> **Problem to solve**
Only the lines from the one containing "Kindly give the mask of every instance of the green" through the end of the entries should be repeated, exactly as they appear, first and last included.

* * * * * * * * *

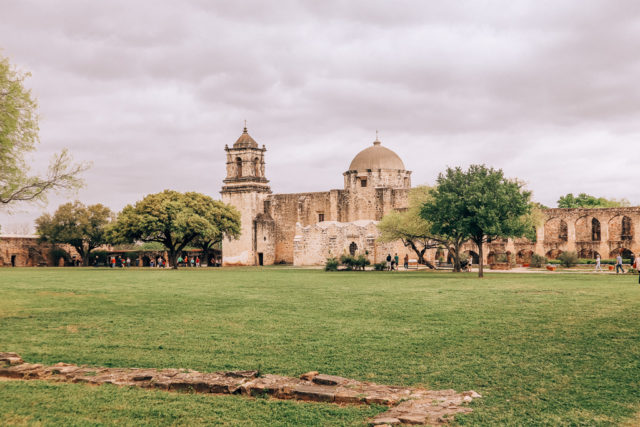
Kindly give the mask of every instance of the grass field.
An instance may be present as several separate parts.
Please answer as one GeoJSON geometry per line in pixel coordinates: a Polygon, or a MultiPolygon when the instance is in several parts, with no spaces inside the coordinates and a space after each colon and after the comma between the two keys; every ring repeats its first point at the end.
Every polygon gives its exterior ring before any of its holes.
{"type": "MultiPolygon", "coordinates": [[[[620,425],[640,412],[640,286],[608,274],[2,269],[0,351],[47,364],[318,370],[474,389],[484,398],[462,425],[620,425]]],[[[381,410],[0,382],[0,424],[364,425],[381,410]]]]}

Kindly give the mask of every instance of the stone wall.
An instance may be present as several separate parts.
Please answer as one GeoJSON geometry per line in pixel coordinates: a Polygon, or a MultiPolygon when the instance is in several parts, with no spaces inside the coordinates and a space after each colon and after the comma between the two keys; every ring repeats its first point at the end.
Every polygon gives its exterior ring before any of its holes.
{"type": "MultiPolygon", "coordinates": [[[[58,245],[71,257],[81,259],[69,245],[58,245]]],[[[57,266],[60,260],[51,257],[51,244],[38,242],[37,236],[0,236],[0,266],[57,266]]]]}
{"type": "MultiPolygon", "coordinates": [[[[365,255],[374,264],[385,261],[387,254],[396,253],[402,260],[405,254],[414,259],[413,251],[401,242],[380,243],[377,221],[353,222],[325,221],[303,226],[296,224],[294,238],[294,265],[324,265],[327,258],[339,258],[352,251],[365,255]]],[[[401,261],[402,262],[402,261],[401,261]]]]}

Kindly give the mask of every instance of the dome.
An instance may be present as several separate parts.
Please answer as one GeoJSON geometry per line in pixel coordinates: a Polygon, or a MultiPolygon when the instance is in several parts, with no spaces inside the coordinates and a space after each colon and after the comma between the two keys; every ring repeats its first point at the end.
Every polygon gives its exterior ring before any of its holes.
{"type": "Polygon", "coordinates": [[[359,152],[351,161],[349,170],[395,169],[405,170],[400,156],[380,144],[377,139],[372,147],[359,152]]]}
{"type": "Polygon", "coordinates": [[[233,144],[233,148],[257,148],[258,147],[258,143],[251,138],[251,135],[249,135],[249,132],[247,132],[247,127],[245,126],[244,130],[242,131],[242,135],[240,135],[240,138],[238,138],[238,140],[235,142],[235,144],[233,144]]]}

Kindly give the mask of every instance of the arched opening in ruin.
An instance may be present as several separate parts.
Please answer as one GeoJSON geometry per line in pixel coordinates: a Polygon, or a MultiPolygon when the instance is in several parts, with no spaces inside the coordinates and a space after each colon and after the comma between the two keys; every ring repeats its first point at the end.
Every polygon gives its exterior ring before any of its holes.
{"type": "Polygon", "coordinates": [[[591,248],[582,248],[578,251],[578,258],[595,259],[598,252],[591,248]]]}
{"type": "Polygon", "coordinates": [[[600,221],[596,218],[591,218],[591,241],[599,242],[600,235],[600,221]]]}
{"type": "Polygon", "coordinates": [[[631,218],[628,216],[622,217],[622,235],[620,240],[631,240],[633,237],[631,232],[631,218]]]}
{"type": "Polygon", "coordinates": [[[516,253],[516,263],[529,264],[531,262],[531,256],[533,251],[531,249],[521,249],[516,253]]]}
{"type": "Polygon", "coordinates": [[[609,220],[608,228],[609,241],[620,242],[623,240],[631,240],[633,237],[633,223],[628,216],[614,216],[609,220]]]}
{"type": "Polygon", "coordinates": [[[618,255],[622,256],[622,259],[631,259],[631,257],[633,256],[633,252],[631,252],[627,248],[617,248],[609,253],[609,258],[615,258],[618,255]]]}
{"type": "Polygon", "coordinates": [[[253,159],[253,176],[260,176],[260,159],[253,159]]]}
{"type": "Polygon", "coordinates": [[[464,251],[465,254],[467,254],[469,256],[469,258],[471,258],[471,262],[473,264],[480,264],[480,256],[475,253],[474,251],[464,251]]]}
{"type": "Polygon", "coordinates": [[[569,240],[569,227],[565,220],[551,218],[544,224],[544,241],[548,243],[566,242],[569,240]]]}
{"type": "Polygon", "coordinates": [[[549,259],[558,259],[558,257],[562,252],[563,251],[561,251],[560,249],[551,249],[549,252],[545,254],[545,256],[549,259]]]}
{"type": "Polygon", "coordinates": [[[236,176],[242,178],[242,159],[236,157],[236,176]]]}
{"type": "Polygon", "coordinates": [[[357,250],[358,245],[356,245],[356,242],[351,242],[351,244],[349,245],[349,253],[351,254],[351,256],[354,256],[357,250]]]}

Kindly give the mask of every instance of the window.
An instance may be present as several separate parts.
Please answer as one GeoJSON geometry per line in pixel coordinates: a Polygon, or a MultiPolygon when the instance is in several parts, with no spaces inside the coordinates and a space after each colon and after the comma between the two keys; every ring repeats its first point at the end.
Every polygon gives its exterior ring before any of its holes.
{"type": "Polygon", "coordinates": [[[594,242],[600,241],[600,221],[595,218],[591,219],[591,240],[594,242]]]}
{"type": "Polygon", "coordinates": [[[242,159],[236,157],[236,176],[242,178],[242,159]]]}
{"type": "Polygon", "coordinates": [[[620,236],[621,240],[631,240],[633,237],[631,235],[631,218],[628,216],[622,217],[622,236],[620,236]]]}
{"type": "Polygon", "coordinates": [[[358,245],[356,245],[356,242],[351,242],[351,244],[349,245],[349,253],[351,254],[351,256],[354,256],[357,250],[358,245]]]}

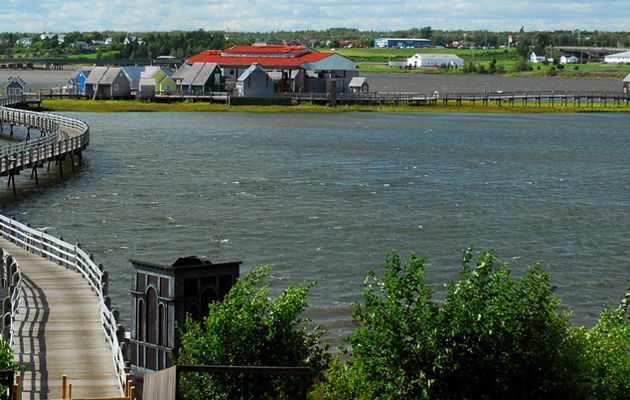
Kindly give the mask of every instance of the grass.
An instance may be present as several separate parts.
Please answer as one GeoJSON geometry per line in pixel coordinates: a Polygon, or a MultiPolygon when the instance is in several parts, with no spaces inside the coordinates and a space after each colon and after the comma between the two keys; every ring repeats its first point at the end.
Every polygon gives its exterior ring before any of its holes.
{"type": "MultiPolygon", "coordinates": [[[[100,58],[116,58],[120,55],[118,50],[110,50],[104,51],[100,53],[100,58]]],[[[80,60],[80,59],[88,59],[88,60],[96,60],[99,58],[99,53],[83,53],[83,54],[69,54],[69,60],[80,60]]]]}
{"type": "Polygon", "coordinates": [[[47,111],[75,111],[75,112],[251,112],[251,113],[278,113],[278,112],[452,112],[452,113],[582,113],[582,112],[630,112],[627,105],[601,105],[578,107],[577,103],[564,105],[528,106],[506,104],[483,105],[463,102],[456,106],[454,102],[444,106],[437,105],[340,105],[329,107],[317,104],[300,104],[294,106],[228,106],[217,103],[152,103],[134,100],[44,100],[42,108],[47,111]]]}
{"type": "MultiPolygon", "coordinates": [[[[322,51],[330,51],[330,49],[320,49],[322,51]]],[[[388,61],[406,61],[407,58],[417,53],[439,53],[439,54],[456,54],[464,60],[472,60],[473,58],[480,61],[490,61],[493,58],[497,60],[515,59],[516,49],[489,49],[489,50],[470,50],[470,49],[434,49],[434,48],[418,48],[418,49],[376,49],[376,48],[352,48],[352,49],[336,49],[336,53],[353,59],[354,61],[372,61],[372,62],[388,62],[388,61]]]]}
{"type": "MultiPolygon", "coordinates": [[[[330,49],[322,49],[330,50],[330,49]]],[[[336,50],[342,56],[348,57],[357,63],[357,67],[363,72],[386,72],[386,73],[411,73],[411,74],[462,74],[461,69],[401,69],[399,67],[389,67],[389,61],[406,61],[407,58],[416,53],[442,53],[456,54],[464,59],[464,62],[473,62],[477,65],[484,65],[486,70],[490,66],[492,59],[497,60],[497,67],[503,68],[504,74],[511,76],[549,76],[554,74],[549,72],[554,65],[530,64],[532,71],[516,72],[515,64],[517,59],[516,49],[490,49],[490,50],[470,50],[470,49],[375,49],[375,48],[341,48],[336,50]]],[[[630,65],[616,65],[604,63],[587,63],[577,65],[566,65],[564,69],[557,70],[555,76],[564,77],[591,77],[591,78],[624,78],[630,73],[630,65]]],[[[557,68],[557,67],[556,67],[557,68]]]]}

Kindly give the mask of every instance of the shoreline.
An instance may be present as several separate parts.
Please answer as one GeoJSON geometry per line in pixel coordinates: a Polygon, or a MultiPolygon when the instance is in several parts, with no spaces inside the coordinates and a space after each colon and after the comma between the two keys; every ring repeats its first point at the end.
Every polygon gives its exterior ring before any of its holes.
{"type": "Polygon", "coordinates": [[[247,112],[247,113],[339,113],[339,112],[436,112],[436,113],[471,113],[471,114],[558,114],[592,112],[630,112],[630,105],[586,106],[577,103],[568,105],[337,105],[331,107],[317,104],[299,104],[291,106],[229,106],[206,102],[157,103],[138,100],[42,100],[40,111],[52,112],[247,112]]]}

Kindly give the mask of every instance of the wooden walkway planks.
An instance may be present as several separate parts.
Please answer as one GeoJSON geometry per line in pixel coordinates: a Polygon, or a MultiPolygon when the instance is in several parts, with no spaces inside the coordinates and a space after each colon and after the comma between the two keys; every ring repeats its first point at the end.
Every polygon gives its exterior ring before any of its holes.
{"type": "Polygon", "coordinates": [[[60,399],[66,374],[73,397],[120,396],[112,352],[105,341],[98,297],[80,274],[0,239],[22,273],[23,301],[13,352],[23,399],[60,399]]]}

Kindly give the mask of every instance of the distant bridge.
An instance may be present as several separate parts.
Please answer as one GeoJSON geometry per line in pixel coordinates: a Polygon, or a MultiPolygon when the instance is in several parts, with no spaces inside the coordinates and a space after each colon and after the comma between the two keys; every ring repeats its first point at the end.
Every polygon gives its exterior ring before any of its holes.
{"type": "Polygon", "coordinates": [[[45,69],[60,69],[69,64],[88,64],[96,66],[127,65],[181,65],[184,59],[178,58],[0,58],[0,67],[34,68],[41,65],[45,69]]]}
{"type": "Polygon", "coordinates": [[[621,49],[618,47],[557,46],[555,48],[565,53],[581,53],[581,54],[595,55],[595,56],[623,53],[624,51],[630,51],[630,49],[621,49]]]}
{"type": "MultiPolygon", "coordinates": [[[[0,146],[0,172],[9,182],[25,168],[61,165],[63,157],[80,154],[89,143],[83,121],[7,107],[28,100],[0,99],[0,126],[41,132],[39,138],[0,146]]],[[[79,244],[0,215],[0,277],[2,336],[26,367],[19,373],[21,398],[133,397],[121,347],[124,329],[107,296],[108,275],[79,244]]]]}

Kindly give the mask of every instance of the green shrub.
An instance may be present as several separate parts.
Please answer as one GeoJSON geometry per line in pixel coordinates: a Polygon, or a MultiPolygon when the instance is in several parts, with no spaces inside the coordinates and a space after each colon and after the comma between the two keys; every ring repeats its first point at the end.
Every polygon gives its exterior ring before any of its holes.
{"type": "Polygon", "coordinates": [[[580,344],[568,314],[534,264],[521,279],[493,252],[464,253],[442,302],[425,283],[425,260],[387,257],[370,273],[346,365],[333,364],[324,399],[585,398],[580,344]]]}
{"type": "Polygon", "coordinates": [[[605,309],[586,333],[592,392],[598,399],[630,398],[630,314],[626,294],[617,309],[605,309]]]}
{"type": "MultiPolygon", "coordinates": [[[[209,305],[202,323],[186,321],[176,364],[309,367],[317,377],[327,366],[323,330],[305,327],[310,284],[290,286],[272,299],[270,269],[240,279],[220,302],[209,305]]],[[[185,374],[187,399],[298,398],[301,377],[185,374]]]]}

* * * * * * * * *

> **Response to this exercise**
Kindly give the mask of every instance of the green shrub.
An instance may be present as several separate parts.
Please answer as one GeoJSON geometry per line in pixel coordinates: a Polygon, or a MultiPolygon when the instance is in several parts, with no spaces inside the coordinates and a space after each colon and after the comma between the two keys; every ring repeats its first point at the end.
Every polygon gives its exterior ring before any of its holes.
{"type": "Polygon", "coordinates": [[[580,344],[568,314],[534,264],[521,279],[493,252],[464,253],[442,302],[425,283],[425,260],[387,257],[370,273],[346,365],[333,364],[324,399],[585,398],[580,344]]]}
{"type": "Polygon", "coordinates": [[[605,309],[586,333],[592,392],[598,399],[630,398],[630,314],[626,294],[617,309],[605,309]]]}
{"type": "MultiPolygon", "coordinates": [[[[209,305],[202,323],[186,321],[176,364],[309,367],[317,377],[327,366],[323,330],[305,327],[310,284],[290,286],[272,299],[270,269],[240,279],[220,302],[209,305]]],[[[185,374],[187,399],[298,398],[301,377],[185,374]]]]}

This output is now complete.